STATED EXERCISE :: Starting at the line that contains "target: rooster" and continuing through the end of the records, write those lines out again with "several separate parts" swapped for "multiple disconnected parts" and nothing else changed.
::::::::
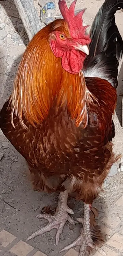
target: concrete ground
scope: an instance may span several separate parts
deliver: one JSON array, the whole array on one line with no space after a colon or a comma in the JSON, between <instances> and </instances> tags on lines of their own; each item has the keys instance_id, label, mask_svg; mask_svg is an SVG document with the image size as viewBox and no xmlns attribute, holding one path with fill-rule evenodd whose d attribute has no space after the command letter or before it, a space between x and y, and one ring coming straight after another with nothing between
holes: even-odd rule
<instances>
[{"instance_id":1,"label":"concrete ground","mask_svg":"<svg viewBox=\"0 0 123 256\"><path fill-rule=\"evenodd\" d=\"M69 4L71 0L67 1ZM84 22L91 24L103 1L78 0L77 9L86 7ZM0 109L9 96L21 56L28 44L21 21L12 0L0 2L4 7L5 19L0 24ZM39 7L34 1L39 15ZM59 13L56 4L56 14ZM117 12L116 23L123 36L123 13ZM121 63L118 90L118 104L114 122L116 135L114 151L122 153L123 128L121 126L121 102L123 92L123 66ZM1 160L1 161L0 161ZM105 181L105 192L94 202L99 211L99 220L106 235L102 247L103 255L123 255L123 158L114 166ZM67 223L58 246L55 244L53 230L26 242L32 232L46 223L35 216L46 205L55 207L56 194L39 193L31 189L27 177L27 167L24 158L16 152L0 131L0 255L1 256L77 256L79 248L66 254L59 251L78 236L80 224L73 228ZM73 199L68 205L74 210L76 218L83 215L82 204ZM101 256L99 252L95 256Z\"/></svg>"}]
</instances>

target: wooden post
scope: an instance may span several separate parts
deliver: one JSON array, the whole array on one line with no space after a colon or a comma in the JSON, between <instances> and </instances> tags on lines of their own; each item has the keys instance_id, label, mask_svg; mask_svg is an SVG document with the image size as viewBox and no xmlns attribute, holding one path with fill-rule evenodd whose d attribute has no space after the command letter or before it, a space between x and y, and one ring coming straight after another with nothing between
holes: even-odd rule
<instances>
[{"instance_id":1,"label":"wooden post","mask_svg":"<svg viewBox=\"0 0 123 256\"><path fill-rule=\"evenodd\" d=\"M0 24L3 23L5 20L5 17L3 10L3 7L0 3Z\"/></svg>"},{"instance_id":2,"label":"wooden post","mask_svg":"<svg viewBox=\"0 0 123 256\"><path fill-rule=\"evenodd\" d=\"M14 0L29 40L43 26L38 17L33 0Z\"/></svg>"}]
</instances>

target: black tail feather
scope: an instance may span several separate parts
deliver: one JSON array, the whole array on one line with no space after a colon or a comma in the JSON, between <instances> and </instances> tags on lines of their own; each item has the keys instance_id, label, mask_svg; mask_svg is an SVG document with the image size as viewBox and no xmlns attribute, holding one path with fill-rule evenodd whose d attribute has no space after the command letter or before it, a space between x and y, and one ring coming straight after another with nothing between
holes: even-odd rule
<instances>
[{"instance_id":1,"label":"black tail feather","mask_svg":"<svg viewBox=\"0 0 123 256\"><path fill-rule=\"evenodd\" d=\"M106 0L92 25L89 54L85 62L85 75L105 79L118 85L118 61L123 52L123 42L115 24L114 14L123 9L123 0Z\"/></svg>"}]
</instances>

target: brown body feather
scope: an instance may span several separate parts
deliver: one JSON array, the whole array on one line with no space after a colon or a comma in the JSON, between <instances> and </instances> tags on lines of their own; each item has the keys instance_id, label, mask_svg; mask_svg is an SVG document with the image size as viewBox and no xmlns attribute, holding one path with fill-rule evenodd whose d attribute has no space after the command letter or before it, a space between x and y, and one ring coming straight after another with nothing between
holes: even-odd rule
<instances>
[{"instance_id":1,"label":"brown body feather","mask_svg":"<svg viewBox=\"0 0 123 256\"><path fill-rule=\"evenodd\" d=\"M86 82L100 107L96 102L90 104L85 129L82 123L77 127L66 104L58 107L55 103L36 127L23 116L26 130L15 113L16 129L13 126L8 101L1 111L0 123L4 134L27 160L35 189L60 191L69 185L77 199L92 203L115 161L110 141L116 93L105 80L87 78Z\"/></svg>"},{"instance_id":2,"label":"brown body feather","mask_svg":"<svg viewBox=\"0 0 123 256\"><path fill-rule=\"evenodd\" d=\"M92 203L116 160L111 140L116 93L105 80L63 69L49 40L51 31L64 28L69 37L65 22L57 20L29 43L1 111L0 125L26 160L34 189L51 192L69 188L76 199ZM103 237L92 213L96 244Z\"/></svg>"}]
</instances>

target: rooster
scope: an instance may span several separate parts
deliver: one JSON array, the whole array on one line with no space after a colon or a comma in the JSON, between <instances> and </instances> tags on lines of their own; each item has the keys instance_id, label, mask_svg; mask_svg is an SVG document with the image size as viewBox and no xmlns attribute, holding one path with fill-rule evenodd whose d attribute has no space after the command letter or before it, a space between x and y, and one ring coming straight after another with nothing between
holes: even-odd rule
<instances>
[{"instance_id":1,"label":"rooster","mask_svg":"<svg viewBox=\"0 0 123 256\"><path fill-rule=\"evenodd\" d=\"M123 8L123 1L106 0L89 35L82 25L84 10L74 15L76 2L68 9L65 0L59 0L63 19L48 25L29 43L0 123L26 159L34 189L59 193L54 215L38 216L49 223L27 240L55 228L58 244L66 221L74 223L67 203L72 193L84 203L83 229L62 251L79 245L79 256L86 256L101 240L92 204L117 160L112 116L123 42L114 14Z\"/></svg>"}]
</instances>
::::::::
OUTPUT OF THE EXERCISE ::
target: rooster
scope: an instance may span multiple disconnected parts
deliver: one JSON array, the whole array on one line with no space after a colon or a comma in the JSON, between <instances> and </instances> tags on lines of their own; each item has the keys instance_id, label, mask_svg; mask_svg is an SVG document with the image size as viewBox and no xmlns attribute, holding one path with fill-rule evenodd whose d attribute has no space after the command letter or before it, a space between x and y, and one ring coming straight after another with nothing between
holes: even-odd rule
<instances>
[{"instance_id":1,"label":"rooster","mask_svg":"<svg viewBox=\"0 0 123 256\"><path fill-rule=\"evenodd\" d=\"M123 8L123 1L106 0L89 35L82 25L84 10L74 15L76 2L68 9L65 0L59 0L63 19L48 25L29 43L0 123L26 159L34 189L59 193L54 215L38 216L49 223L27 240L55 228L58 244L66 221L74 223L67 203L72 193L84 203L83 229L62 251L79 245L79 256L86 256L101 240L92 204L117 160L112 116L123 42L114 14Z\"/></svg>"}]
</instances>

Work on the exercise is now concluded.